Description of the task
The answer must be the number of lines in the listing below that contain "patch", and nothing else.

Extracted entries

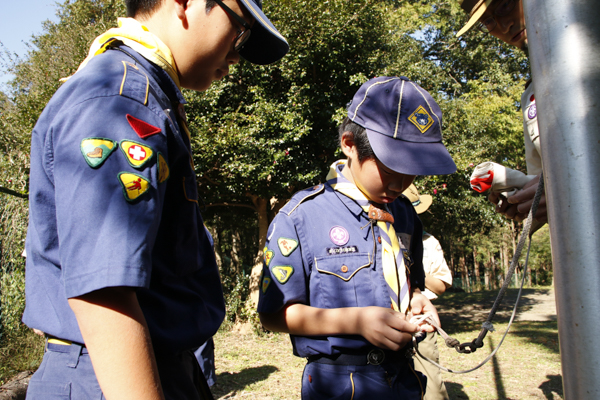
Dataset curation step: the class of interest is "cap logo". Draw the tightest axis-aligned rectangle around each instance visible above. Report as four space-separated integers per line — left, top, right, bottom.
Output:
408 106 434 133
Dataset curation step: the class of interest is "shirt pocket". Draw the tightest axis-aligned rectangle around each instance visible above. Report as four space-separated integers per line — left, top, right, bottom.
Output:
312 253 372 308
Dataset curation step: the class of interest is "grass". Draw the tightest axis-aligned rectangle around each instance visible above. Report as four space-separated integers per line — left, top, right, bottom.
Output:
0 288 564 399
0 329 44 386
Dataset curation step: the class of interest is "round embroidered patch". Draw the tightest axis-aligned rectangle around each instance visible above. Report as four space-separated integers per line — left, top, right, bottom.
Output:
329 226 349 246
528 103 537 120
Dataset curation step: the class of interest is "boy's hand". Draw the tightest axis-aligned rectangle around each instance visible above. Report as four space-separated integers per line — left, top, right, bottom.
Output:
408 292 440 333
356 306 419 351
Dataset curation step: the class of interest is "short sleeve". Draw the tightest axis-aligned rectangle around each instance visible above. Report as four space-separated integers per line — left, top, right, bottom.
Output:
51 95 169 298
257 211 309 313
423 235 452 286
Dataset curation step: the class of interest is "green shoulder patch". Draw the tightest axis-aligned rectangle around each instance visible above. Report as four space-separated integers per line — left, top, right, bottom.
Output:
118 172 150 202
81 138 117 168
278 237 298 257
271 265 294 284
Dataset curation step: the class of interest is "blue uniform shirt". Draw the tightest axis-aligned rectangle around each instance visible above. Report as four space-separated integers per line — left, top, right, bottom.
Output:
23 45 225 354
258 180 425 357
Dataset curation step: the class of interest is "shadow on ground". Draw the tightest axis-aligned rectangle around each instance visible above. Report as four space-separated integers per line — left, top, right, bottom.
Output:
445 381 469 399
211 365 278 398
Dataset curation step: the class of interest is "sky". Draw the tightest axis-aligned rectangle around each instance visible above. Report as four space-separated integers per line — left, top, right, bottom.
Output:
0 0 60 88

Answer box
2